▶ Records for processing:
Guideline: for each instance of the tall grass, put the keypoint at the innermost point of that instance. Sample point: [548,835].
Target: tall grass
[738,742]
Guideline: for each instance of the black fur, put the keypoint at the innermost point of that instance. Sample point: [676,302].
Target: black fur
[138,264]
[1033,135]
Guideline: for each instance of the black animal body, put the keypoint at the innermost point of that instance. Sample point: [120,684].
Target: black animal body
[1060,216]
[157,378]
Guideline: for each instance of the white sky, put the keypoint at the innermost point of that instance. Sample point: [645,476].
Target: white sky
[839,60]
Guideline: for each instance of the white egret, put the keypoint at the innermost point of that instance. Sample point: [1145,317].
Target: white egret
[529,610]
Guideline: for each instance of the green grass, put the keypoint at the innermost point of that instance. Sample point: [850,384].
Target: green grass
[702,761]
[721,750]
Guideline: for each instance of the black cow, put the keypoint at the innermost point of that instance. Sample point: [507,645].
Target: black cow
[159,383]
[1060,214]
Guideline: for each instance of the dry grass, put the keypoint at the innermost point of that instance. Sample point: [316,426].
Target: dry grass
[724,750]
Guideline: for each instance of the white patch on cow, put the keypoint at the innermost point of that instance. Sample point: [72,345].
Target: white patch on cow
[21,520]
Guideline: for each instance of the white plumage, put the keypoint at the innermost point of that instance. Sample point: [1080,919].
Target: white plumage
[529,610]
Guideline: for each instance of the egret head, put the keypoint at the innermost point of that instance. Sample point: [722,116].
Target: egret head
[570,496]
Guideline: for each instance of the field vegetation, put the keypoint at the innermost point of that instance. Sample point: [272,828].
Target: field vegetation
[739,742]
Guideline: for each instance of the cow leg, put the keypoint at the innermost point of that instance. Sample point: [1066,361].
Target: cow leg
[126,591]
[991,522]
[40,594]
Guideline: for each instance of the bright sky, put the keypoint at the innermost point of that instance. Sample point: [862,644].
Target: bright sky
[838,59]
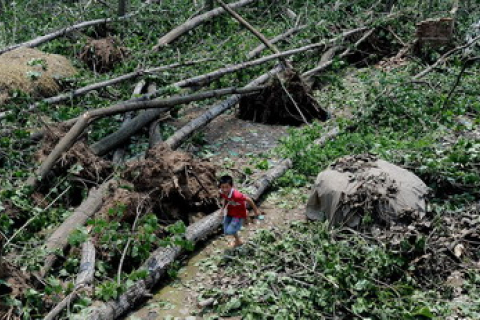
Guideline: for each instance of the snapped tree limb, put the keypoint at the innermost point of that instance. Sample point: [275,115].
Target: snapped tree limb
[186,131]
[159,261]
[90,116]
[62,32]
[195,22]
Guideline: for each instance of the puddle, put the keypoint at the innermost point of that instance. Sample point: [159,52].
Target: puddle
[176,300]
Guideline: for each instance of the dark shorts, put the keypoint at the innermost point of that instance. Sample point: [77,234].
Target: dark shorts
[232,225]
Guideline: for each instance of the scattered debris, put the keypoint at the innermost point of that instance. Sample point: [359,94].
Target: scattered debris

▶ Task statement:
Return, from the data, each line that has the word "debris" in it.

▶ Answer to the exercise:
Guideline: for each instance of the scattered debris, put the keypoint at the innermost point of that instance. Sample point: [359,94].
Target: scattered debris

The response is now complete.